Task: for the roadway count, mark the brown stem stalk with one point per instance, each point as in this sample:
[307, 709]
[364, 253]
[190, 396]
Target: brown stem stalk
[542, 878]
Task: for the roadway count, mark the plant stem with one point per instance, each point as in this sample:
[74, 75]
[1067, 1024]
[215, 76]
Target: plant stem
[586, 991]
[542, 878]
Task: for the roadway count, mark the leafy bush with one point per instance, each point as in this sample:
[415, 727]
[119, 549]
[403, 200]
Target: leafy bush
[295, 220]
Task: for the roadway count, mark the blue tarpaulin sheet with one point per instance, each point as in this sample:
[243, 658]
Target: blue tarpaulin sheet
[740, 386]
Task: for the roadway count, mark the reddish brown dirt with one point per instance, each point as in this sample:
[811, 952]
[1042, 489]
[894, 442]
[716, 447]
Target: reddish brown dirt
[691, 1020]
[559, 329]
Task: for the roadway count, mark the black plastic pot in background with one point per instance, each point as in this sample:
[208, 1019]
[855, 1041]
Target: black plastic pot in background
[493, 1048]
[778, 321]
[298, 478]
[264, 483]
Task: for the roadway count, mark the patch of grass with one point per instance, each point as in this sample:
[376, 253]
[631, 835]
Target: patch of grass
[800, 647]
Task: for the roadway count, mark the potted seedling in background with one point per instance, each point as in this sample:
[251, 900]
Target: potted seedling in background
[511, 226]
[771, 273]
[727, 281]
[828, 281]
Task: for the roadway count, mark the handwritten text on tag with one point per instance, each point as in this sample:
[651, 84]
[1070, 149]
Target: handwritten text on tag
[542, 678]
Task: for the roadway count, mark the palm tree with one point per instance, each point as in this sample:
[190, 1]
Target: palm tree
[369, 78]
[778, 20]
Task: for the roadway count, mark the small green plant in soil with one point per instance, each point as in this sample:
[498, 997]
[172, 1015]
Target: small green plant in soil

::::

- What this task involves: Copy out, from the records above, every line that holds the string "with".

- Exercise result:
Task: for the roadway count, mark the brown stem stalk with one point per instance, each point as in this sample:
Task: for the roadway count, mark the plant stem with one point per instance, each point as in this sample:
Task: for the roadway count, mark the leafy bush with one point per instance, each point as in this sample:
Task: for the roadway count, mark the blue tarpaulin sheet with one point per instance, each point as in this sample:
Task: for the roadway count, mark the reddish brown dirt with one point per instance, each point as in this sample:
Task: for the roadway count, mark the black plastic pot in background with one point per instance, each point as in this sample:
Task: for the roadway count, mark the patch of grass with one point per instance, each point as in this sample:
Task: for the roadway count, mark the potted seedling in background with one point per instance, each point as in this sample:
Task: for the roadway count, mark the handwritten text on tag with one point per instance, each point as in this sample:
Task: for the roadway count, mark the palm tree with one point per instance, each point as in this sample:
Task: for the roadway count, mark the small green plant in soil with one point per instance, each point as in this sample:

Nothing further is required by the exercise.